▶ _Exercise goal_
Gather every line in the records below that contains the string "Target", copying each one in full. Case counts.

Location identification entries
* START *
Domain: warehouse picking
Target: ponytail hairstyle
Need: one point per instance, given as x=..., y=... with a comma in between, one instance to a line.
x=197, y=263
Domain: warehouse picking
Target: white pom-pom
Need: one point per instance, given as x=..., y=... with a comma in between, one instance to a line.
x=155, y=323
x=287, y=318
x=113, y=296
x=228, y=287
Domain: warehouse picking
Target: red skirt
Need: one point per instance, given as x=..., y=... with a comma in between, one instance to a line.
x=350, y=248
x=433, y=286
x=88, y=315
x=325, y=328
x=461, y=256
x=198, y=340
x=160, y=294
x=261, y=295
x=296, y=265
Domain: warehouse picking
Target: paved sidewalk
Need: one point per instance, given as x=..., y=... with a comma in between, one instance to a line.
* END *
* START *
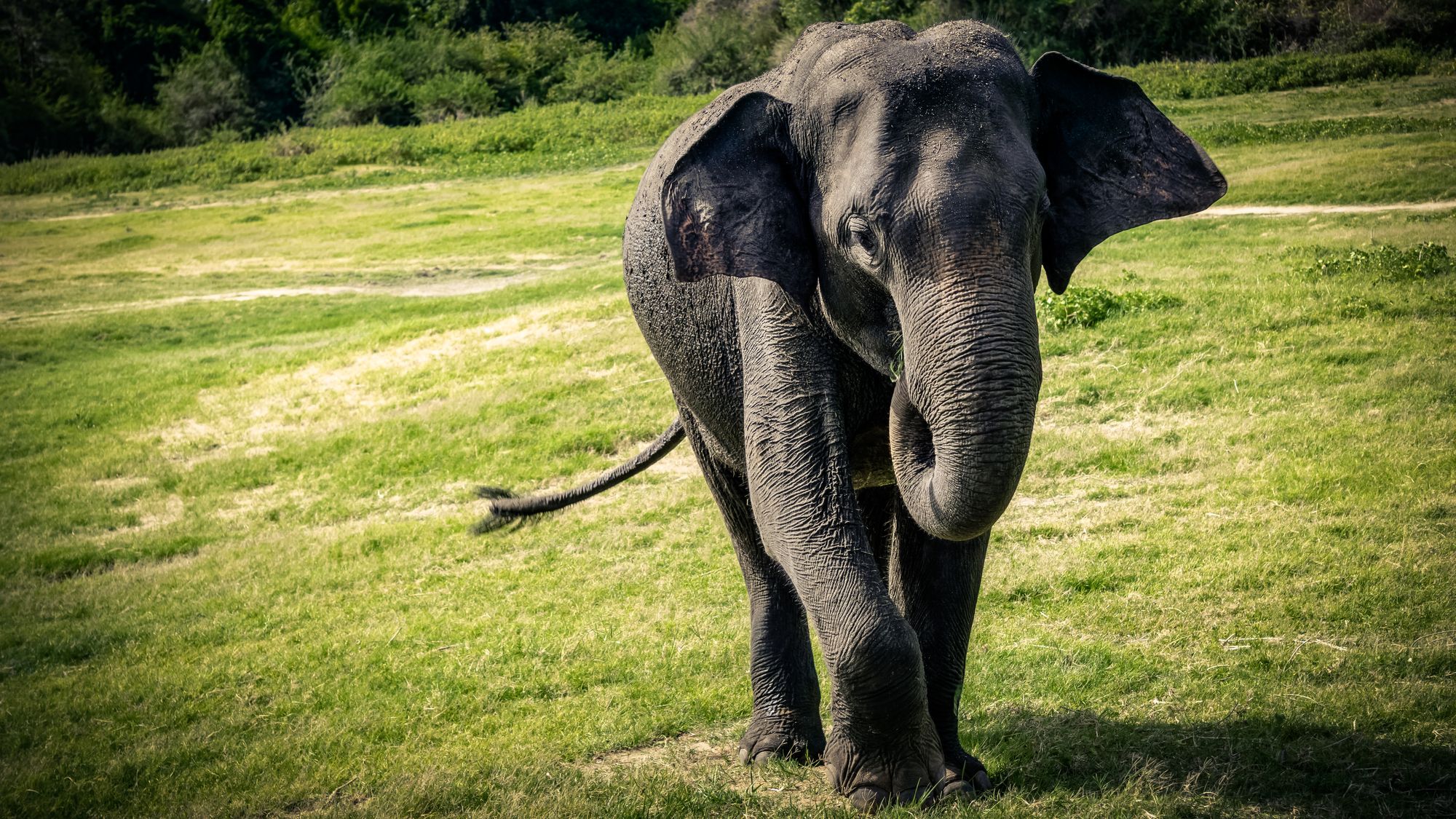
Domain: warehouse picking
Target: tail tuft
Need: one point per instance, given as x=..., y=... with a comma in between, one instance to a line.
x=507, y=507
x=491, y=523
* END *
▶ _Right answer_
Target: ponytail hairstyle
Target: white pom-pom
Target: red skirt
Target: paved sidewalk
Target: tail tuft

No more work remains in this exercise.